===== SUPPLIED INFORMATION =====

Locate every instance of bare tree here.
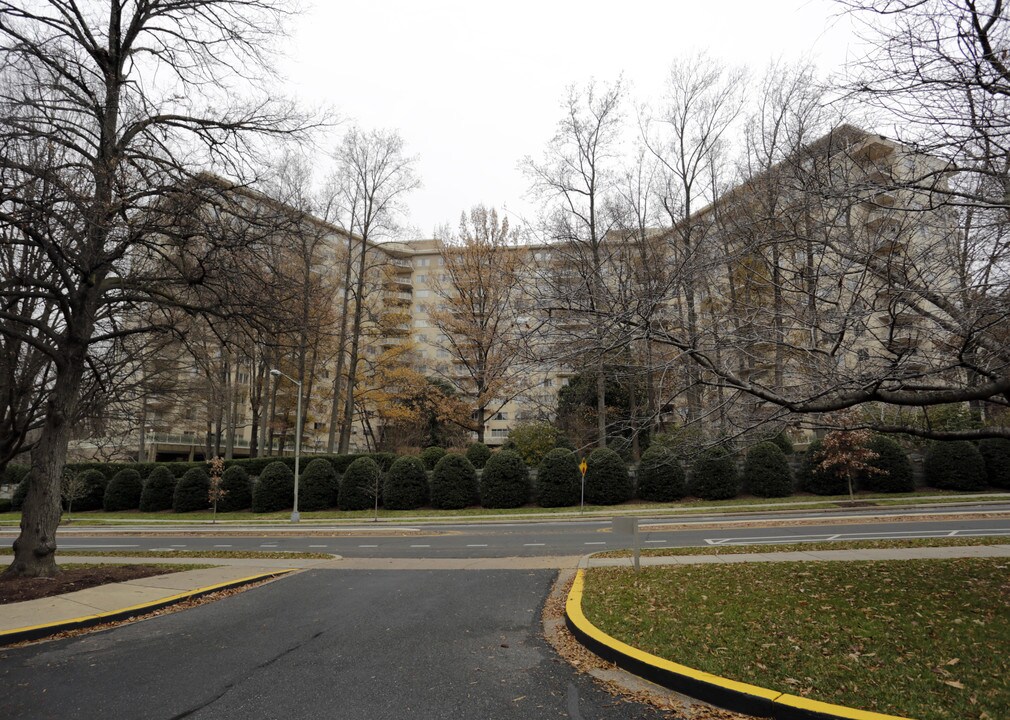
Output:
[0,0,315,576]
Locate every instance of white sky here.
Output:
[282,0,853,236]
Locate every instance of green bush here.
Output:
[172,468,210,513]
[10,475,28,513]
[217,466,253,513]
[638,444,688,503]
[481,450,530,508]
[924,440,986,491]
[798,438,848,495]
[336,457,382,510]
[253,462,295,513]
[298,457,340,510]
[420,445,445,470]
[467,442,491,470]
[102,469,143,512]
[140,467,176,513]
[586,447,634,505]
[979,437,1010,490]
[370,452,399,473]
[743,442,793,498]
[431,452,477,510]
[72,470,109,512]
[536,447,582,508]
[691,445,740,500]
[508,422,561,468]
[859,435,915,493]
[382,458,426,510]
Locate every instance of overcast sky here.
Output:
[276,0,857,236]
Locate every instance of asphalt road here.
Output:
[27,517,1010,558]
[0,571,661,720]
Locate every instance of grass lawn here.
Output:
[584,558,1010,720]
[593,535,1010,557]
[0,489,1010,525]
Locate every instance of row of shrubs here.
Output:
[12,435,1010,512]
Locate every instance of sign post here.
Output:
[579,457,589,515]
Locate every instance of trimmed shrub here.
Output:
[420,445,445,470]
[298,457,340,510]
[140,467,176,513]
[73,470,109,512]
[336,457,382,510]
[638,444,688,503]
[859,435,915,493]
[979,437,1010,490]
[253,462,295,513]
[382,458,426,510]
[172,468,210,513]
[586,447,634,505]
[467,442,491,470]
[691,445,740,500]
[924,440,986,491]
[217,466,253,513]
[370,452,399,473]
[508,422,561,468]
[10,475,28,513]
[431,452,477,510]
[743,442,793,498]
[102,469,143,512]
[798,438,848,495]
[536,447,582,508]
[481,450,530,508]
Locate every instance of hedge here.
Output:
[536,447,582,508]
[481,449,530,508]
[924,440,986,491]
[691,445,740,500]
[467,442,491,470]
[298,457,340,510]
[743,442,793,498]
[798,438,848,495]
[586,447,634,505]
[979,437,1010,490]
[217,466,253,513]
[431,452,478,510]
[420,445,445,470]
[638,444,688,503]
[172,468,210,513]
[140,468,176,513]
[253,462,295,513]
[859,435,915,493]
[382,458,426,510]
[336,457,382,510]
[102,468,143,512]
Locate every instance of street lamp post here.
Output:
[270,368,302,522]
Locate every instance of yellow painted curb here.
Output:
[565,570,910,720]
[0,568,294,645]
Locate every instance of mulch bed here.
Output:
[0,564,171,605]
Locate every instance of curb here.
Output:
[565,567,909,720]
[0,570,294,647]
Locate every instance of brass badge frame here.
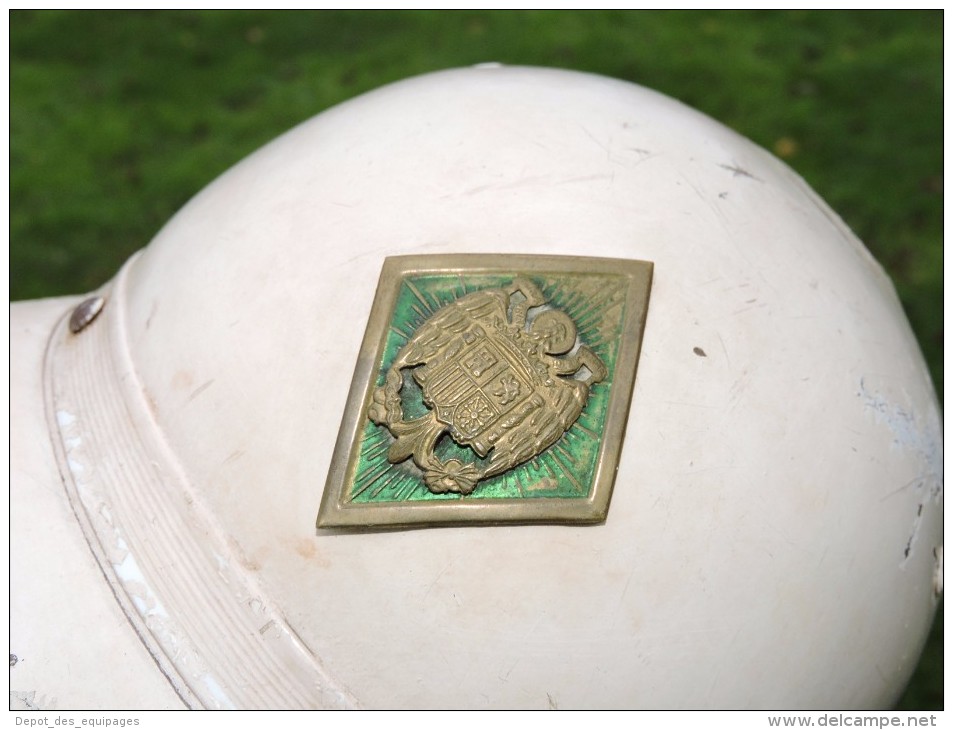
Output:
[317,254,652,529]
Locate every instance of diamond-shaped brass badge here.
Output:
[318,254,652,528]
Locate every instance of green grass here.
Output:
[10,11,943,708]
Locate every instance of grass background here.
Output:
[9,11,943,709]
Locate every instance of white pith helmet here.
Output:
[11,67,942,709]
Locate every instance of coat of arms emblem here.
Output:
[368,276,607,495]
[318,255,652,528]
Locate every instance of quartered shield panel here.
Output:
[318,254,652,528]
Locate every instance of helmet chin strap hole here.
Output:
[69,297,106,335]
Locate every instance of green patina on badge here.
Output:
[318,256,651,527]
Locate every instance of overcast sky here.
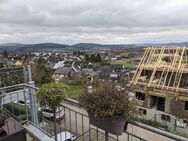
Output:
[0,0,188,44]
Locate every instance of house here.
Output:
[131,47,188,121]
[82,68,98,83]
[53,67,76,81]
[15,60,23,66]
[99,66,122,82]
[111,64,125,72]
[53,61,65,69]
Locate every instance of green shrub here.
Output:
[4,102,26,116]
[4,102,43,122]
[79,81,137,119]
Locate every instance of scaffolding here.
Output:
[131,47,188,99]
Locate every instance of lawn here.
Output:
[68,85,83,100]
[112,60,131,68]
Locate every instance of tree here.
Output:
[37,83,68,141]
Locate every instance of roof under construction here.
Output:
[131,47,188,99]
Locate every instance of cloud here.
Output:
[0,0,188,44]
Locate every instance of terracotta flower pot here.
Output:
[89,114,127,135]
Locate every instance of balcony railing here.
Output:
[0,84,187,141]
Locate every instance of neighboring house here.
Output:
[53,61,65,69]
[15,60,23,66]
[131,47,188,122]
[111,64,125,72]
[82,68,98,83]
[99,66,122,82]
[47,62,56,69]
[53,67,76,81]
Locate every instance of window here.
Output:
[136,92,145,100]
[161,114,170,122]
[139,108,147,115]
[185,101,188,110]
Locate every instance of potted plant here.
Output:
[80,81,137,135]
[37,83,68,141]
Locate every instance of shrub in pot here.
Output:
[79,81,137,135]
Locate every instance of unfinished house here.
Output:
[131,47,188,119]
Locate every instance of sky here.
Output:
[0,0,188,44]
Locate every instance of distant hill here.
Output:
[0,42,188,52]
[137,42,188,47]
[72,43,137,49]
[15,43,69,52]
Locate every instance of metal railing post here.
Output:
[27,65,38,125]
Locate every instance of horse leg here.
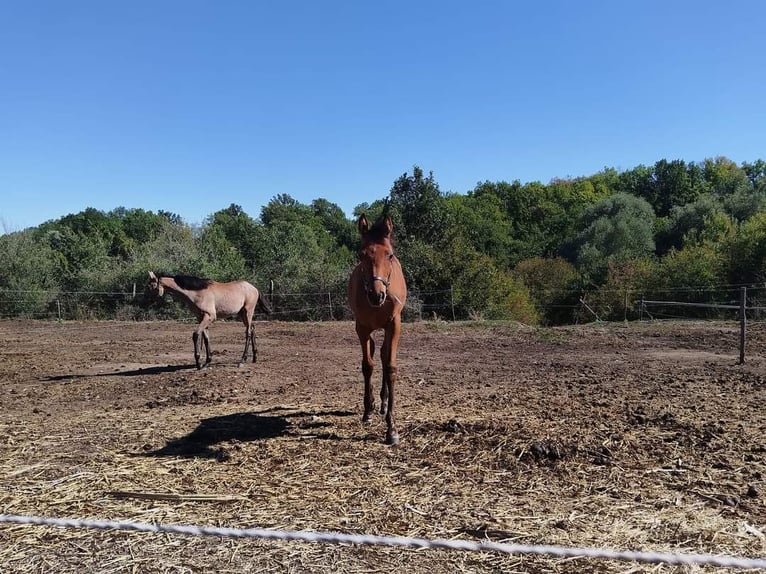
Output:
[356,325,375,423]
[380,334,391,416]
[192,314,212,369]
[381,315,402,445]
[250,323,258,363]
[202,329,213,366]
[239,308,255,366]
[192,330,202,369]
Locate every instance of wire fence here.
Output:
[0,514,766,569]
[0,289,456,321]
[0,285,766,325]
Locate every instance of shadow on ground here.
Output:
[144,408,354,461]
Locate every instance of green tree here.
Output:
[389,166,447,244]
[574,193,655,284]
[0,229,58,316]
[513,257,580,325]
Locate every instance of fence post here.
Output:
[739,287,747,365]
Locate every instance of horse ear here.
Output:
[383,215,394,235]
[357,213,370,235]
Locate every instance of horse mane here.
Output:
[365,214,394,243]
[173,275,213,291]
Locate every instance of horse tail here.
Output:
[255,295,271,315]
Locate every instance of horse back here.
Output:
[211,281,259,316]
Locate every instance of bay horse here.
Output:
[348,214,407,445]
[148,271,271,369]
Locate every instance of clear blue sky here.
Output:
[0,0,766,233]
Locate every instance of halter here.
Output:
[362,267,401,307]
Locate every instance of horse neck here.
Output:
[160,277,198,304]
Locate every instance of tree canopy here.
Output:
[0,157,766,323]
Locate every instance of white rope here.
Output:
[0,514,766,569]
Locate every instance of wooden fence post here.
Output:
[739,287,747,365]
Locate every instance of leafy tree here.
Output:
[261,193,314,226]
[592,257,657,321]
[0,229,58,316]
[513,257,580,324]
[724,212,766,283]
[203,203,264,272]
[574,193,655,284]
[311,199,357,250]
[445,193,515,269]
[657,194,724,255]
[703,157,752,197]
[389,166,447,243]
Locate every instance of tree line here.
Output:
[0,157,766,324]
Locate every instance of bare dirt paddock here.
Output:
[0,321,766,573]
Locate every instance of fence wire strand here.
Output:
[0,514,766,569]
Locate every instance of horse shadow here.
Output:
[42,364,197,382]
[141,407,354,461]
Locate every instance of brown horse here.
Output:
[148,271,271,369]
[348,215,407,444]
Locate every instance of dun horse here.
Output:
[149,271,271,369]
[348,215,407,445]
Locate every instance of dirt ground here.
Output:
[0,321,766,574]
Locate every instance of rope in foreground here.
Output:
[0,514,766,569]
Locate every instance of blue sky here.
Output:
[0,0,766,232]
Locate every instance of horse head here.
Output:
[146,271,165,298]
[358,215,394,307]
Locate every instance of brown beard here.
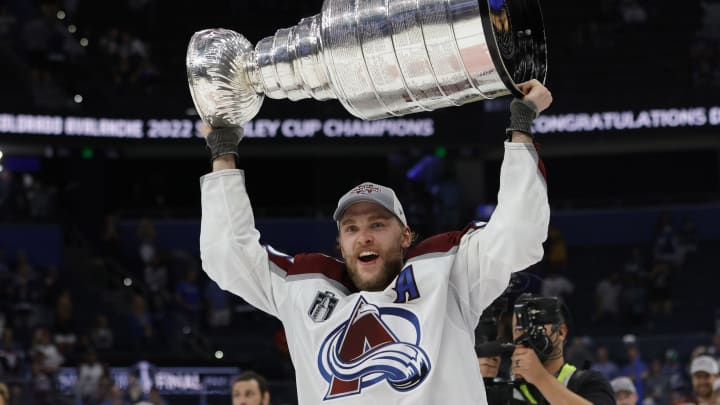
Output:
[347,258,403,291]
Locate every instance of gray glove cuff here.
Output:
[205,127,243,160]
[505,98,538,138]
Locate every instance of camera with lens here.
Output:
[475,293,564,405]
[514,294,564,363]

=====

▸ **EXERCISE OBJECTIVE**: Return the data exactly as it appears, from its first line down through the line that contains "[102,468,143,512]", with both ends included. Leave the pictures out.

▸ **RESPONSE FOR THIS EXERCISE**:
Locate every instance of bare tree here.
Output:
[0,0,315,576]
Locate every instance of white sky here.
Output:
[282,0,853,236]
Locate every instance of green bush here.
Output:
[172,468,210,513]
[10,475,28,513]
[217,466,253,513]
[638,444,688,503]
[481,450,530,508]
[924,440,986,491]
[798,438,848,495]
[336,457,382,510]
[253,462,295,513]
[298,457,340,510]
[420,445,445,470]
[467,442,491,470]
[102,469,143,512]
[140,467,176,513]
[586,447,634,505]
[979,437,1010,490]
[370,452,399,473]
[743,442,793,498]
[431,452,477,510]
[72,470,109,512]
[536,447,582,508]
[691,445,740,500]
[508,422,561,468]
[859,435,915,493]
[382,458,426,510]
Locate every instance of overcast sky here.
Output:
[276,0,857,236]
Locate every instance of asphalt road here.
Output:
[27,517,1010,558]
[0,571,661,720]
Locate every instance of grass lawn here.
Output:
[584,558,1010,720]
[593,535,1010,557]
[0,489,1010,525]
Locate every instance of row of shrubs here.
Output:
[12,435,1010,512]
Locate every instance of sign post here.
Output:
[579,457,589,515]
Locate every instance of trimmed shrub here.
Output:
[420,445,445,470]
[298,457,340,510]
[140,467,176,513]
[73,470,109,512]
[336,457,382,510]
[638,444,688,503]
[859,435,915,493]
[979,437,1010,490]
[253,462,295,513]
[382,458,426,510]
[172,468,210,513]
[586,447,634,505]
[467,442,491,470]
[691,445,740,500]
[924,440,986,491]
[217,466,253,513]
[370,452,399,473]
[508,422,561,468]
[10,475,28,513]
[431,452,477,510]
[743,442,793,498]
[102,469,143,512]
[798,438,848,495]
[536,447,582,508]
[481,450,530,508]
Locate every instance of hedge here.
Output:
[536,447,582,508]
[481,449,530,508]
[924,440,986,491]
[691,445,740,500]
[467,442,491,470]
[298,457,340,510]
[743,442,793,498]
[798,438,848,495]
[586,447,634,505]
[979,437,1010,490]
[217,466,253,513]
[431,452,478,510]
[420,445,445,470]
[638,444,688,503]
[172,468,210,513]
[140,468,176,513]
[253,462,295,513]
[859,435,915,493]
[382,458,426,510]
[336,457,382,510]
[102,468,143,512]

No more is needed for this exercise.